## [TEILAUFGABEN]
1. Drucke aus dem Lesetext zur Aufhebung der Immunität alles von „2. beauftragt seine Präsidentin, diesen“ bis hinunter zu „Kempa zu übermitteln.“ wortgetreu ab.
2. Führe jede Zeile der Einträge unverändert auf, in der das Wort „yellow“ vorkommt.

## [LESETEXT]
....................

D.  in der Erwägung, dass am 17. Oktober 2018 der Wahlspot mit dem Titel „Bezpieczny samorząd“ (Sichere Gemeinde) in den sozialen Medien auf dem Twitter-Konto der PiS im Zusammenhang mit den Kommunalwahlen, die am 21. Oktober 2018 in Polen stattgefunden haben, veröffentlicht wurde; in der Erwägung, dass seine Verbreitung unter anderem von Beata Kempa unterstützt wurde; in der Erwägung, dass in der Veröffentlichung angeblich zu Hass gegen muslimische Einwanderer aufgerufen wurde;

E. in der Erwägung, dass Beata Kempa zu einer Gruppe von Personen gehört, die aufgrund der fraglichen mutmaßlichen Straftat beschuldigt werden und sich daher in einer ähnlichen Situation befinden, wobei der einzige Unterschied darin besteht, dass sie derzeit als Mitglied des Europäischen Parlaments Immunität genießt; in der Erwägung, dass daher zu berücksichtigen ist, dass Beata Kempa nicht die einzige Person ist, die in dem betreffenden Fall angeklagt werden könnte;

F. in der Erwägung, dass Beata Kempa bei der Wahl vom 26. Mai 2019 in das Europäische Parlament gewählt wurde;

G. in der Erwägung, dass die mutmaßliche Straftat nicht eine von Beata Kempa in Ausübung ihres Amtes als Mitglied des Europäischen Parlaments erfolgte Äußerung oder Abstimmung gemäß Artikel 8 des Protokolls (Nr. 7) über die Vorrechte und Befreiungen der Europäischen Union betrifft; in der Erwägung, dass im vorliegenden Fall der Antrag auf Aufhebung der Immunität Tatsachen betrifft, die sich auf Tätigkeiten mit lokalem Bezug beziehen und die vor dem Erwerb des Status und damit der Immunität als Mitglied des Europäischen Parlaments liegen;

H. in der Erwägung, dass der Zweck der parlamentarischen Immunität darin besteht, das Parlament und seine Mitglieder vor Gerichtsverfahren zu schützen, die sich auf Tätigkeiten beziehen, die sie in Ausübung ihrer parlamentarischen Funktionen ausüben und die untrennbar damit verbunden sind;

I. in der Erwägung, dass Artikel 9 des Protokolls (Nr. 7) über die Vorrechte und Befreiungen der Europäischen Union vorsieht, dass den Mitgliedern des Europäischen Parlaments im Hoheitsgebiet ihres eigenen Staates die den Parlamentsmitgliedern zuerkannte Unverletzlichkeit zusteht;

J. in der Erwägung, dass gemäß Artikel 105 Absatz 2 und Artikel 108 der Verfassung der Republik Polen vom 2. April 1997 sowie Artikel 7 Absätze 1, 2 und 4, Artikel 7b Absatz 1 und Artikel 7c Absatz 1 des Gesetzes vom 9. Mai 1996 über die Ausübung des Mandats der Abgeordneten und Senatoren[2] ein Abgeordneter ohne die Zustimmung des Europäischen Parlaments nicht als Verdächtiger vernommen und nicht strafrechtlich zur Verantwortung gezogen werden darf;

K. in der Erwägung, dass einerseits das Parlament nicht einem Gericht gleichgesetzt werden kann und dass andererseits das Mitglied des Parlaments im Zusammenhang mit einem Verfahren zur Aufhebung der Immunität nicht als „Angeklagter“ gelten darf[3];

L. in der Erwägung, dass in dem vorliegenden Fall das Parlament keine Anzeichen von fumus persecutionis gefunden hat, d. h. Tatsachen, die darauf hindeuten, dass das zugrunde liegende Verfahren von der Absicht getragen ist, der politischen Tätigkeit des Mitglieds und damit dem Europäischen Parlament zu schaden;

1. beschließt, die Immunität von Beata Kempa aufzuheben;

2. beauftragt seine Präsidentin, diesen Beschluss und den Bericht seines zuständigen Ausschusses unverzüglich der zuständigen Behörde der Republik Polen und Beata Kempa zu übermitteln.

....................

## [AUFLISTUNG]
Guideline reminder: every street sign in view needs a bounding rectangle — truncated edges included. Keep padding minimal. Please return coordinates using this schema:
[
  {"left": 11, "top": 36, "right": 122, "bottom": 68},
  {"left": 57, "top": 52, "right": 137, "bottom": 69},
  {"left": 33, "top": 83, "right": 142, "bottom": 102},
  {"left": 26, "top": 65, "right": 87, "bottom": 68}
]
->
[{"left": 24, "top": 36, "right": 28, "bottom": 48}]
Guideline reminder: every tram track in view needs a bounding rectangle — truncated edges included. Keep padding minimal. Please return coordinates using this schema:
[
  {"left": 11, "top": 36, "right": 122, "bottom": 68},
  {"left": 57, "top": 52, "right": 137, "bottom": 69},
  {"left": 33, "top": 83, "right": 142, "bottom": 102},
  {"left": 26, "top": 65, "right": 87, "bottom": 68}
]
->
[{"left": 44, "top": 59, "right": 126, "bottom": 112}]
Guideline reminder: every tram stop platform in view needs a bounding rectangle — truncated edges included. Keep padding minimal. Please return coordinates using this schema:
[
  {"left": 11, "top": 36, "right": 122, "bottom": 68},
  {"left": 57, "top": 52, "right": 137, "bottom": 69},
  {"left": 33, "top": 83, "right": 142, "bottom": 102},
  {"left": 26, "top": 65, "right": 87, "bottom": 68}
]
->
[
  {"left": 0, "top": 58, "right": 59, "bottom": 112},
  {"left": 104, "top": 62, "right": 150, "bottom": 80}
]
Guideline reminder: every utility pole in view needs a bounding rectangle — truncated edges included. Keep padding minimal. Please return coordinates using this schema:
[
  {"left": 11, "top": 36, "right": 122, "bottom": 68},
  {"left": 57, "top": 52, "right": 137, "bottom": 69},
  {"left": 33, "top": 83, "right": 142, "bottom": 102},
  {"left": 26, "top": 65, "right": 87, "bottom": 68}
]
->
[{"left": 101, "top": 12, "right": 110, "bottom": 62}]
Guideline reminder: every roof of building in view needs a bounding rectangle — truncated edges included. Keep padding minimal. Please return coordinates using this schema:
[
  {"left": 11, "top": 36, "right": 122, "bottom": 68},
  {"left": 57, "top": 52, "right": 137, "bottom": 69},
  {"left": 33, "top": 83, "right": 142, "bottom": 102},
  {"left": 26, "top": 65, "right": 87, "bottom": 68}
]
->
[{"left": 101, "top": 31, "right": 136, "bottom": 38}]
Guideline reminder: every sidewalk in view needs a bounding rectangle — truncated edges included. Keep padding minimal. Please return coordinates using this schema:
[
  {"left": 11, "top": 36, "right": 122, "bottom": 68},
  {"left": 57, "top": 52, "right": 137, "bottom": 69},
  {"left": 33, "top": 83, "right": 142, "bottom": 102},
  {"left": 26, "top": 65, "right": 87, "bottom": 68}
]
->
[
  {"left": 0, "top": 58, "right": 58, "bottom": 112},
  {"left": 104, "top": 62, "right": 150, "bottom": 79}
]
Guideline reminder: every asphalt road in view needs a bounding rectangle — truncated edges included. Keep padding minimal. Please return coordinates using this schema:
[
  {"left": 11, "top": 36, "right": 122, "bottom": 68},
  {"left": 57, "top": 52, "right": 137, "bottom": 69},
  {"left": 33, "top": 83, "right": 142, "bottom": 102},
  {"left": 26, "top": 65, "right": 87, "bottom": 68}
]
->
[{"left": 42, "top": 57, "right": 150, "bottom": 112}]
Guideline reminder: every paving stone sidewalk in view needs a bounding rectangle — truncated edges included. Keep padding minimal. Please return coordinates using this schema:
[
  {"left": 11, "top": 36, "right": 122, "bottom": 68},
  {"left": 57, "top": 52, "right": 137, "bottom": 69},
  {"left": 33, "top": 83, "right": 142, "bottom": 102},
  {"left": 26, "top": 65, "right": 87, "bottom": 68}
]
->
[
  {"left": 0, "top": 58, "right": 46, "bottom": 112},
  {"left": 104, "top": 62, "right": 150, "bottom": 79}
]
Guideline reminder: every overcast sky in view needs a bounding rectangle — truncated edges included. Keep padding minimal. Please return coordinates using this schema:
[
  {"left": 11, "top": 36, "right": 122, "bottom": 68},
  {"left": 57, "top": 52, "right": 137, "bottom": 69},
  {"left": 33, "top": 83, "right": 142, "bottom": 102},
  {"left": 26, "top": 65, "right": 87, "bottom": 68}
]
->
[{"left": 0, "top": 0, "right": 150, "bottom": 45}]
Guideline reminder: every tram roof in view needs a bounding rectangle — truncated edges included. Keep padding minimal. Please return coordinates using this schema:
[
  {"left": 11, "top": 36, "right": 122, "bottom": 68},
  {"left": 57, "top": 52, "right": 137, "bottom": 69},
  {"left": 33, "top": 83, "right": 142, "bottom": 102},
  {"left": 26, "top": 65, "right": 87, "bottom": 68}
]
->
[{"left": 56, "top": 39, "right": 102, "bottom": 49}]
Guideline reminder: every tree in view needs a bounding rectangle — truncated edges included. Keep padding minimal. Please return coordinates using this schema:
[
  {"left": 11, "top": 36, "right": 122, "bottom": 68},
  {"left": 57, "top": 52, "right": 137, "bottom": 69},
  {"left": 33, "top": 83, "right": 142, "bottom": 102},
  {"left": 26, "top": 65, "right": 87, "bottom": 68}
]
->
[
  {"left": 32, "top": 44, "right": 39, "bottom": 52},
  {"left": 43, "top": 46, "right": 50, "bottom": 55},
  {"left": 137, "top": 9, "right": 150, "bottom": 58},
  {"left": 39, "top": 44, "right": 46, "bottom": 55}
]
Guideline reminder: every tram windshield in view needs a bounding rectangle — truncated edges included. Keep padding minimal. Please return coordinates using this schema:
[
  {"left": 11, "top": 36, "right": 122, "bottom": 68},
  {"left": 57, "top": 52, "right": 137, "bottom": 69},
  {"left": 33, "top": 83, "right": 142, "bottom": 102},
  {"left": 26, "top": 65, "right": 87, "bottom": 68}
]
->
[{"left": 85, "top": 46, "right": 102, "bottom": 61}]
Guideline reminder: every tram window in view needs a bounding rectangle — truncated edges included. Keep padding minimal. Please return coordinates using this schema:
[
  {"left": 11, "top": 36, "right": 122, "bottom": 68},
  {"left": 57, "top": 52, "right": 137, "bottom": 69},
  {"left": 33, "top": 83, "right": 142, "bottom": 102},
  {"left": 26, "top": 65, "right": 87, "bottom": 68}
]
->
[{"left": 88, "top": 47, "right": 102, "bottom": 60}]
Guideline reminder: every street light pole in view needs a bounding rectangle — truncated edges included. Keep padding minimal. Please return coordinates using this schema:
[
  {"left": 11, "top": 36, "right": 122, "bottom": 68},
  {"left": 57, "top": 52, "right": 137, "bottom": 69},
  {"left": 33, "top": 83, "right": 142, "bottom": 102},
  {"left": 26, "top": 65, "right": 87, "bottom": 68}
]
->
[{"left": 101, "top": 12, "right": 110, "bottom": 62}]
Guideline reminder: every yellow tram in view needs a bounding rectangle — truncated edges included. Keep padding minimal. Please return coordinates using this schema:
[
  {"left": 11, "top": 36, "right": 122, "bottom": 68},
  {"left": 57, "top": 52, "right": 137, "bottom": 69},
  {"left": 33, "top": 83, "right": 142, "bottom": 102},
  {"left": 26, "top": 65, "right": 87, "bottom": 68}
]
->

....................

## [LÖSUNGEN JE AUFGABE]
1.
2. beauftragt seine Präsidentin, diesen Beschluss und den Bericht seines zuständigen Ausschusses unverzüglich der zuständigen Behörde der Republik Polen und Beata Kempa zu übermitteln.

2.
Guideline reminder: every yellow tram in view needs a bounding rectangle — truncated edges included. Keep padding minimal. Please return coordinates using this schema:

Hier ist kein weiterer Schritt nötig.